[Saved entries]
*** Begin section ***

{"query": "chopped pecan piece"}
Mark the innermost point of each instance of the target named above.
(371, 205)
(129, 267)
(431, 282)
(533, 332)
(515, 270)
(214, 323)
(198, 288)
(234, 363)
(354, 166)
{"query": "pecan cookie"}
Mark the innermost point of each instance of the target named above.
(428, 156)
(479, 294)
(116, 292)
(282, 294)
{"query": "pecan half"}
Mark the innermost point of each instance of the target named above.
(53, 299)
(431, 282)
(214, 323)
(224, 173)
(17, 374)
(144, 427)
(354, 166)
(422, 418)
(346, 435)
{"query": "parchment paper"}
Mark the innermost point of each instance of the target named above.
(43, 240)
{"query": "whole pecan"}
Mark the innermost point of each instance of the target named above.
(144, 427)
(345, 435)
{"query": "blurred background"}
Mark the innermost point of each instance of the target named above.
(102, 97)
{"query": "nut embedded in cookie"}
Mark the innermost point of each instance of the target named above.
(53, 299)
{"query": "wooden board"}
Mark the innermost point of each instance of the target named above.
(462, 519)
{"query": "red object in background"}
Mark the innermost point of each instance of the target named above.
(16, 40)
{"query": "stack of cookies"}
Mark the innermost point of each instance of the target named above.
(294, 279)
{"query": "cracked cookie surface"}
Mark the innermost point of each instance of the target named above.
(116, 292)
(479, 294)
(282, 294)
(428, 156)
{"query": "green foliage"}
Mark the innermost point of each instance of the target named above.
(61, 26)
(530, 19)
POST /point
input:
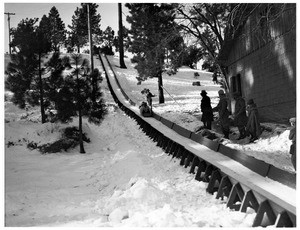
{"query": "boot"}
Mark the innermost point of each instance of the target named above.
(226, 134)
(242, 134)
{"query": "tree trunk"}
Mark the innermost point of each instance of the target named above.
(121, 47)
(41, 92)
(90, 36)
(160, 89)
(79, 115)
(80, 132)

*** End section ***

Write the entries out again word for word. Omit all pictures from them.

{"query": "chopped pecan piece"}
Mark the innermost point of each instance of the target named above.
(371, 205)
(129, 267)
(431, 282)
(533, 332)
(515, 270)
(214, 323)
(198, 288)
(234, 363)
(354, 166)
{"query": "pecan cookie"}
Mark the innermost point of each instance of the target named above.
(428, 156)
(479, 294)
(116, 292)
(282, 294)
{"query": "pecan half"}
Mark the innermost point of each instance of the target named above.
(53, 299)
(431, 282)
(214, 323)
(224, 173)
(17, 374)
(144, 427)
(354, 166)
(422, 418)
(346, 435)
{"query": "parchment paper"}
Mark the innermost point of each instance of the target named above.
(43, 240)
{"query": "whole pecan"}
Mark the innermost point of each instance of the target named above.
(144, 427)
(345, 435)
{"query": "blurred background"}
Mark the innermost point of each instance of the target named above.
(102, 97)
{"query": "nut embedded in cookie"}
Mark the innermost point of each instance of the target named above.
(53, 299)
{"query": "wooden board"}
Mark the innermost point of each instance of the target named above.
(462, 519)
{"query": "red object in background"}
Mark the innermost point of each instance of the target named above.
(16, 40)
{"query": "stack of cookies"}
Mark the innermost point of each instance of the target named above.
(294, 279)
{"query": "cracked cookie surface"}
Mark the innermost point of each instance of the target named above.
(116, 292)
(479, 294)
(282, 294)
(428, 156)
{"query": "green foliage"}
Mark the innermost point of each instance of the target named above.
(61, 26)
(530, 19)
POST /point
input:
{"query": "boot"}
Mark the innermost point of each instance of the target named above.
(226, 134)
(242, 134)
{"query": "tree trunk"}
Mark the innermost point of each instance of the target named above.
(121, 47)
(41, 92)
(90, 36)
(160, 89)
(79, 115)
(80, 132)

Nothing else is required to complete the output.